◆ **What this task involves**
Extend the passage below on surviving leukemia and the cost of American health care, continuing on from its last sentence.

◆ **Excerpted passage**
--- START ---
I have had two bouts of leukemia, a bone marrow transplant, and a variety of treatment related health problems over the past four years. I am now in fair health and am even starting to believe I may be cured of this hellish disease. I have something new to worry about. As I continue to live and to age, if I do become ill again with the same or even a different disease, could be coverage be capped off. It is hard to say how much has been spent on my health in the past seven years. My bill for the drug that saved my life, Campath, alone approaches $200,000. All those weeks in hospital, all those transfusions, CT scans, biopsies, and hundreds of blood tests probably puts my total on the near side of a million dollars. How much is a life worth? I don’t know. But all that was worth it to me, worth it to Tish, and to my children and grandchildren.
Some balk at the estimated $600 to $900 billion dollars. Why was there not the same level of complaint at the $1 trillion we have spent on fighting in Iraq? Why is there always money for wars and never enough for healthcare or education?
As I said last week, I have a more global view of healthcare system. I have seen the good, the bad, and the excellent in a score of countries. And again, I don’t pretend to have the answers. No single person does. The issues surrounding the delivery of quality care to 300 million Americans are enormously complex, nearly as complex as the human body of which we have just a partial and imperfect understanding.
--- END ---
◆ **Exercise data**
--- START ---
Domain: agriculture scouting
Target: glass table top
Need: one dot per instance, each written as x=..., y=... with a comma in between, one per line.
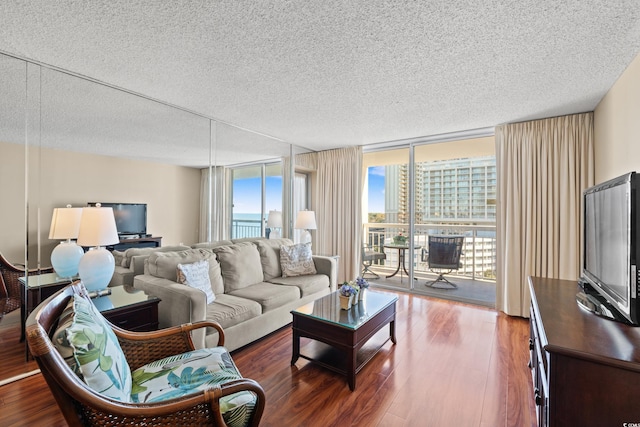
x=46, y=279
x=327, y=309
--- END ---
◆ **Answer section**
If doesn’t take a genius to see that we have major problems with our current healthcare system. But not having all the answers is no excuse not to actively participate in this debate, to study the issues and proposals with critical and inquisitive minds, to write to our Senators and Congressmen, and to demand the best plan that they can devise, that gives the best outcomes to the greatest number of citizens at a cost our country can afford.
Are You Underinsured?
Twenty-five million Americans pay for health insurance but have inadequate coverage. There’s no magic formula for figuring out how much coverage is enough, but here are a few pitfalls to avoid:
•High deductibles. A 2007 Commonwealth Fund report found that 25% of the underinsured pay annual deductibles of $1,000 or more, a red flag for scant coverage.
•Caps or omission of services. Read your plan to check for limits on drug coverage or per-day hospital fees, which may leave you with bulging health-care bills.
•Temporary or short-term policies. Buying into these plans may disqualify you from comprehensive long-term coverage later, especially if you have a pre-existing condition.
•Serial short-term policies. Each successive policy you purchase treats you as a new beneficiary, so changes in your health may later be considered a pre-existing condition.